Bij de verificatie van de identiteit is vermeld dat eveneens van het ubo-register mag worden uitgegaan. In hoogrisico situaties zou wel een kopie van het identiteitsdocument moeten worden gevraagd, waarbij niet wordt uitgelegd wat daarvan de misdaadbestrijdingsrelevantie is (anders dan dat DNB het leuk vindt).
Interessant is dat hier voorbeelden worden gegeven van situaties met laag of neutraal risico:
– eenvoudige bedrijfsstructuren, bijv. tot maximaal twee lagen tussen cliënt en ubo;
– cliënten met één of twee aandeelhouders;
– structuren met alleen Nederlandse entiteiten;
– cliënten zonder risicovolle activiteiten of andere risicovolle indicatoren.
Dat is wel een heel beperkte opvatting van laag of neutraal risico, waarvan de vraag is of het wel klopt. Overigens wordt in deze standaard niet u uitgelegd wat hoogrisicosectoren zijn (is in mijn beleving bijna alles) en wat ‘complexe’ producten zijn. Hoe ruim het begrip hoogrisicolanden wordt genomen wordt ook niet duidelijk. Nog enkele aantekeningen:
- Langer bestaande ondernemingsstructuren kunnen door allerlei oorzaken ingewikkeld worden (bijvoorbeeld door fusie en overname), zijn zij dan toch allemaal hoogrisico?
- Twee voorbeelden bevatten het element dat eigendom of criminele opbrengsten worden verhuld, hoe weet je dat dat geval is?
- In een voorbeeld wordt een Belgische betaaldienstverlener als neutraal risico genoemd, terwijl voor zover ik weet alle betaaldienstverleners volgens DNB en EBA hoog risico zijn.
Het hoogrisicovoorbeeld geeft niet aan waarom de situatie hoog risico is. Is dat omdat het een telecombedrijf is? Of omdat de directe aandeelhouders in de Verenigde Arabische Emiraten (VAE) en Zuid-Afrika zitten? Welke betekenis heeft het dat de helft van de aandelen van de Zuid-Afrikaanse moeder aan de beurs zijn genoteerd en de andere helft berusten bij een familie trust? En welke betekenis heeft dat de aandelen in de VAE-entiteit worden gehouden door een VAE rechtspersoon, een Chinese rechtspersoon en een rechtspersoon in Jordanië? Doordat veel verschillende landen en aandeelhouders betrokken zijn, is het natrekken van al die partijen lastig. Overigens wordt ook geen antwoord gegeven op de vraag wie de ubo is. Zo op het eerste gezicht lijken er geen natuurlijke personen met een economisch belang van meer dan 25% te zijn. Is dan het bestuur van de klant ubo? Aan dit voorbeeld heeft niemand iets.
Ook deze standaard is niet meer dan een basishandleiding die voldoet aan de pretenties die ik eerder heb genoemd.
Pseudo-ubo standaard
Datzelfde kan van de pseudo-ubo standaard worden gezegd, waarin opvalt dat het achterhaalde ‘aanwijzen’ van de pseudo-ubo voorkomt (‘designating a member of senior management as pseudo-UBO‘). Er wordt niets aangewezen. Op grond van de Nederlandse regelgeving zijn alle statutair bestuurders pseudo-ubo (als er geen ‘gewone’ ubo is). Dus ‘designating risk relevant directors‘ is in strijd met de Nederlandse regels.

_Wat te doen_.
**1)** Vat de geselecteerde tekst samen in twee zinnen.
**2)** Typ het deel van de geselecteerde tekst tussen "Interessant is dat" en "toch allemaal hoogrisico?", beide inbegrepen, letterlijk over.
Gebruik uitsluitend de geselecteerde tekst.

_Geëxtraheerde gegevens_.
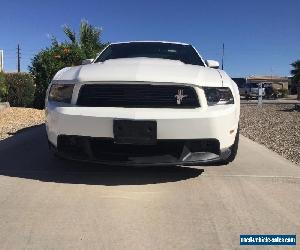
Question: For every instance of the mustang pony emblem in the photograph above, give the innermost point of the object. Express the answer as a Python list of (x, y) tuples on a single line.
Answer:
[(180, 96)]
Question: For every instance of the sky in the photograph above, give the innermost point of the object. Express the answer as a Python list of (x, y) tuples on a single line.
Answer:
[(261, 37)]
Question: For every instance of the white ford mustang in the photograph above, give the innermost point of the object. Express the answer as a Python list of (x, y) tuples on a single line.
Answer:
[(144, 103)]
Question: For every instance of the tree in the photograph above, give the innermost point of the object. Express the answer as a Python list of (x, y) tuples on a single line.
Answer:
[(89, 38), (296, 75), (59, 55)]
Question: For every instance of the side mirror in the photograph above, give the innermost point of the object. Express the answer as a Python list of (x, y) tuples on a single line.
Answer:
[(87, 61), (212, 64)]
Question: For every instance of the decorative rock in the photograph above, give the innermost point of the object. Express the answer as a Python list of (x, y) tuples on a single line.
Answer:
[(4, 105)]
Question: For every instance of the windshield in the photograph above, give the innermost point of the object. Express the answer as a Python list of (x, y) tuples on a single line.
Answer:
[(171, 51)]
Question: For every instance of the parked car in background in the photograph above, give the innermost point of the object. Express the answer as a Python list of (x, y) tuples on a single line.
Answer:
[(250, 90)]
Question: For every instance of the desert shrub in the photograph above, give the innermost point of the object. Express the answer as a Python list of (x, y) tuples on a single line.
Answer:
[(20, 89), (58, 55)]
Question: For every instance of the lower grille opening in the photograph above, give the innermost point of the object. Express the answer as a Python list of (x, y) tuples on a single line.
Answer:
[(105, 150)]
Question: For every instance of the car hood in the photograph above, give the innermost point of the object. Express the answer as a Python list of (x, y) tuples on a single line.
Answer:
[(142, 70)]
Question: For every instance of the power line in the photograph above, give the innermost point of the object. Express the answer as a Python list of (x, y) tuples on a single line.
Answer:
[(18, 58), (223, 50)]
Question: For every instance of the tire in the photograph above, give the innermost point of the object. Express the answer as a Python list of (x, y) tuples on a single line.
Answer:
[(233, 148)]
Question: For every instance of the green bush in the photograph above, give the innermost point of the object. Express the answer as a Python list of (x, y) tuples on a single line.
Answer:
[(3, 88), (20, 89), (59, 55)]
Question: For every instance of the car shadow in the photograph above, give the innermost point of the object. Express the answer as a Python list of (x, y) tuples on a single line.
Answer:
[(26, 155)]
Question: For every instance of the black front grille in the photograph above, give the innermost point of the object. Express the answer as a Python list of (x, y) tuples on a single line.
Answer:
[(137, 96)]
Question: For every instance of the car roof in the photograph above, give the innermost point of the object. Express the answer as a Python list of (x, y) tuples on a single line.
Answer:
[(151, 42)]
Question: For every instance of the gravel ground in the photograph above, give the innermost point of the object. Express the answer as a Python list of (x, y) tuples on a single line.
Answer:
[(15, 119), (275, 126)]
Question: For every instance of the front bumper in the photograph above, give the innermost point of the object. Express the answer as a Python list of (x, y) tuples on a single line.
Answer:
[(165, 152), (184, 136)]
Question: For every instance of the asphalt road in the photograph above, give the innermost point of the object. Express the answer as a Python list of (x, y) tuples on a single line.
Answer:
[(49, 204)]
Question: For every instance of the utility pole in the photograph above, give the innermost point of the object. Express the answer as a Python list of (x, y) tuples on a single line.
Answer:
[(18, 59), (223, 51)]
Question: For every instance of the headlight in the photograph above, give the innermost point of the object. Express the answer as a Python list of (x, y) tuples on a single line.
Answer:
[(216, 96), (61, 93)]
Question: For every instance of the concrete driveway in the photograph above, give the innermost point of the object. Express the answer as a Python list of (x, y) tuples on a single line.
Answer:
[(50, 204)]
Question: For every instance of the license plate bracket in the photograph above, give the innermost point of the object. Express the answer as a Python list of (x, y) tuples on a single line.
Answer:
[(141, 132)]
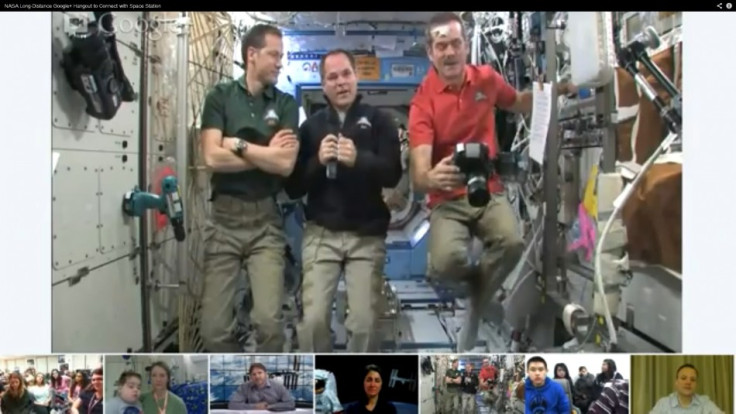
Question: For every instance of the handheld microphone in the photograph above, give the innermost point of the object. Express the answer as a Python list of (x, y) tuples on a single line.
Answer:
[(648, 38), (331, 167)]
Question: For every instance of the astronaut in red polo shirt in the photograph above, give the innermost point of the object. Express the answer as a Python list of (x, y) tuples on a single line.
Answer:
[(455, 104)]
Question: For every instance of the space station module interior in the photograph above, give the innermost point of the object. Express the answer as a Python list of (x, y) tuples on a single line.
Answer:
[(601, 216)]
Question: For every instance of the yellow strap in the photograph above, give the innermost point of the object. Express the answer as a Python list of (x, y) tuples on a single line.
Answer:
[(590, 199)]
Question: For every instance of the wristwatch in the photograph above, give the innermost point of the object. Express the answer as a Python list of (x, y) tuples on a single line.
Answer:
[(240, 146)]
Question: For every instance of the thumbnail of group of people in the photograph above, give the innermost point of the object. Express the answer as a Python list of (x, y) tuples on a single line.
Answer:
[(358, 384)]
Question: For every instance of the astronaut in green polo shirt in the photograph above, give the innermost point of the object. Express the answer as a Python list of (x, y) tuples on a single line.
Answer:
[(249, 144)]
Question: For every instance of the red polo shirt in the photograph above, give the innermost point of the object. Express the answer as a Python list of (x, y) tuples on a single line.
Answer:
[(442, 117)]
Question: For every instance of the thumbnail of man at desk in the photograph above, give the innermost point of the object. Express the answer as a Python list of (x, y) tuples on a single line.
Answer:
[(261, 393)]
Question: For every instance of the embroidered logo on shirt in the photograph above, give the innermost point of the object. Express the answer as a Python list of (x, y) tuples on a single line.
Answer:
[(271, 118), (363, 122)]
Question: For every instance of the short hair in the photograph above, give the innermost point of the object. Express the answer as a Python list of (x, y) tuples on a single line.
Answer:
[(536, 359), (372, 368), (255, 37), (256, 365), (442, 18), (683, 366), (335, 52), (125, 375)]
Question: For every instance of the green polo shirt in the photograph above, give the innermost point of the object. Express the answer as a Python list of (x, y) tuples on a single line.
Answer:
[(230, 108)]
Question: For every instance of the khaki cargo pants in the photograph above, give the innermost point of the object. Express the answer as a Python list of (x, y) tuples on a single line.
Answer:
[(453, 223), (468, 403), (452, 403), (250, 235), (325, 255)]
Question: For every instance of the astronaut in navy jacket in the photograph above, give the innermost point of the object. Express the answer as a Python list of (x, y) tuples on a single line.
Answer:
[(349, 152)]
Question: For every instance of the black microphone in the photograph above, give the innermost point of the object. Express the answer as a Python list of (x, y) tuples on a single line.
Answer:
[(334, 124)]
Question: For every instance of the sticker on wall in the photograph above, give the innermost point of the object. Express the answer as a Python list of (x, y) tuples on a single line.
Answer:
[(368, 68), (400, 70)]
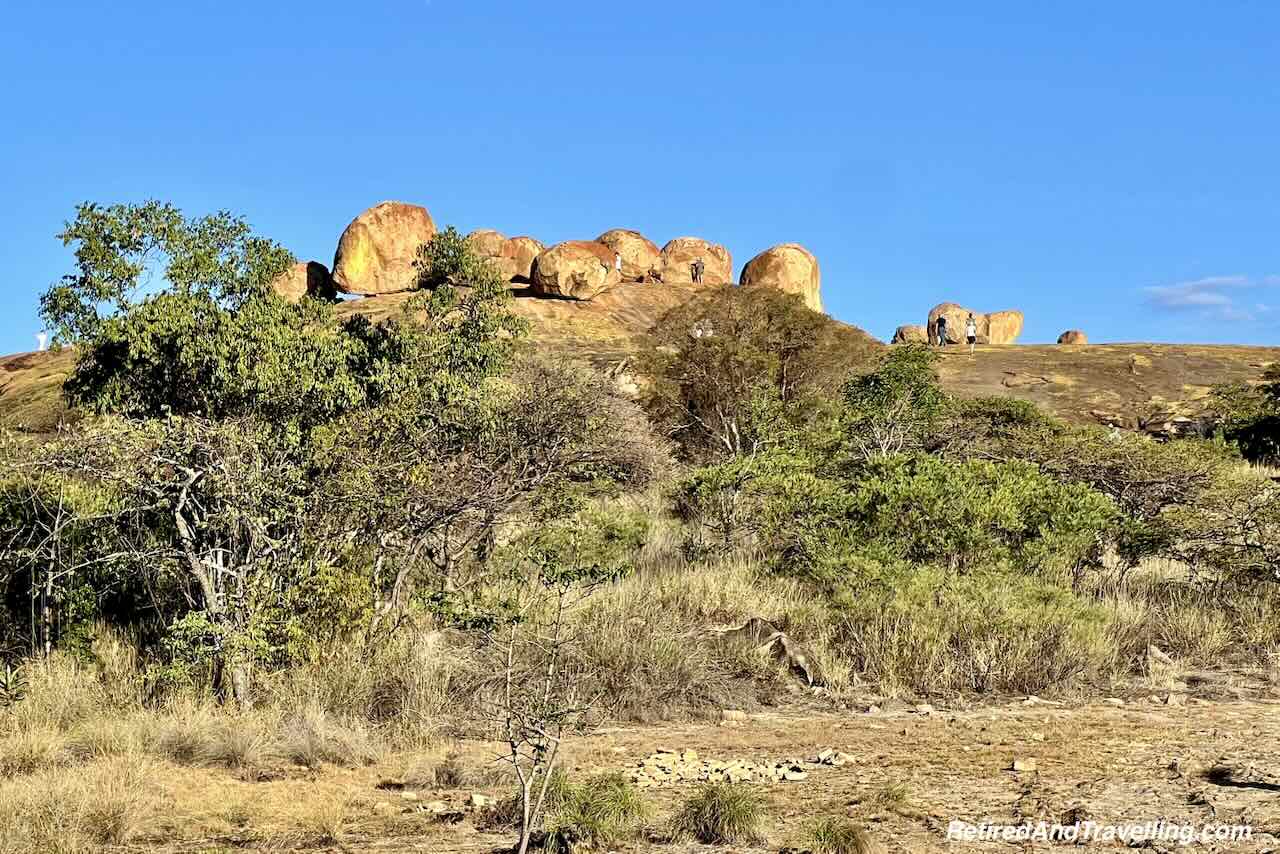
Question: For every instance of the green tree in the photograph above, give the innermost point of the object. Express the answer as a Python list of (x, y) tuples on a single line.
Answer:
[(126, 252), (732, 370), (896, 406)]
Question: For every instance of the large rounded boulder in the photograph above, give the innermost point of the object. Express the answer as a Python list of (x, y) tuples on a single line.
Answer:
[(575, 269), (910, 333), (680, 254), (1004, 327), (305, 278), (376, 252), (956, 316), (639, 254), (790, 268), (522, 250)]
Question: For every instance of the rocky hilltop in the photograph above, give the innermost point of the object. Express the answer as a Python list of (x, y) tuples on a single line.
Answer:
[(594, 298), (376, 251)]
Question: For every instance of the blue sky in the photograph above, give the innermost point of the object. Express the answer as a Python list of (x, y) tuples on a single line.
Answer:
[(1102, 165)]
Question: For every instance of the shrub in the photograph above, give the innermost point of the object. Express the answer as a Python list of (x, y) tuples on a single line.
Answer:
[(896, 406), (735, 369), (311, 738), (721, 813), (104, 804), (835, 835), (32, 749)]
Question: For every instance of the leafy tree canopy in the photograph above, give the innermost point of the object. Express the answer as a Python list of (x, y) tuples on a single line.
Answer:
[(732, 370), (124, 252)]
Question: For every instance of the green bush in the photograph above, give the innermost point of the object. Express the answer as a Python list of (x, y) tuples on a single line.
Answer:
[(721, 813), (599, 811)]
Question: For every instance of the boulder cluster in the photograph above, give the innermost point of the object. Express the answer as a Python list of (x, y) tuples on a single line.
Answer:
[(376, 252), (993, 328), (685, 766)]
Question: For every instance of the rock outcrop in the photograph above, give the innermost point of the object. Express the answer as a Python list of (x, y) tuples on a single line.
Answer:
[(995, 328), (1004, 327), (305, 278), (910, 333), (376, 252), (639, 254), (488, 242), (522, 250), (790, 268), (680, 254), (512, 256), (575, 269)]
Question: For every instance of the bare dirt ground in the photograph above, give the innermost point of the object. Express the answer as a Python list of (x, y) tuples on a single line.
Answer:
[(912, 773)]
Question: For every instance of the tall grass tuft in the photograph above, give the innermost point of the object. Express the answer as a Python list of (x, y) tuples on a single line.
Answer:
[(835, 835), (721, 813)]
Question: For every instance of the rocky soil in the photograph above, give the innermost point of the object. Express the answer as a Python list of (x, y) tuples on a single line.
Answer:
[(905, 771)]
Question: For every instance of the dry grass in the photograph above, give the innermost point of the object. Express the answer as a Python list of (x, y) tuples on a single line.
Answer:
[(104, 803), (835, 835), (721, 813)]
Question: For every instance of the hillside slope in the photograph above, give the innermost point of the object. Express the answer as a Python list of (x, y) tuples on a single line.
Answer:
[(1134, 386)]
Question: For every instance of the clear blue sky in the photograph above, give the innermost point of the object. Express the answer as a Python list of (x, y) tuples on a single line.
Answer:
[(1106, 165)]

_Antwoorden per opdracht_.
**1)** De standaard noemt als voorbeelden van laag of neutraal risico onder meer eenvoudige bedrijfsstructuren en structuren met alleen Nederlandse entiteiten, wat als een heel beperkte opvatting wordt bestempeld, terwijl niet wordt uitgelegd wat hoogrisicosectoren, ‘complexe’ producten en hoogrisicolanden zijn. Het hoogrisicovoorbeeld geeft niet aan waarom de situatie hoog risico is, en de pseudo-ubo standaard gebruikt het achterhaalde ‘aanwijzen’ van de pseudo-ubo, terwijl op grond van de Nederlandse regelgeving alle statutair bestuurders pseudo-ubo zijn als er geen ‘gewone’ ubo is.

**2)**
Interessant is dat hier voorbeelden worden gegeven van situaties met laag of neutraal risico:
– eenvoudige bedrijfsstructuren, bijv. tot maximaal twee lagen tussen cliënt en ubo;
– cliënten met één of twee aandeelhouders;
– structuren met alleen Nederlandse entiteiten;
– cliënten zonder risicovolle activiteiten of andere risicovolle indicatoren.
Dat is wel een heel beperkte opvatting van laag of neutraal risico, waarvan de vraag is of het wel klopt. Overigens wordt in deze standaard niet u uitgelegd wat hoogrisicosectoren zijn (is in mijn beleving bijna alles) en wat ‘complexe’ producten zijn. Hoe ruim het begrip hoogrisicolanden wordt genomen wordt ook niet duidelijk. Nog enkele aantekeningen:
- Langer bestaande ondernemingsstructuren kunnen door allerlei oorzaken ingewikkeld worden (bijvoorbeeld door fusie en overname), zijn zij dan toch allemaal hoogrisico?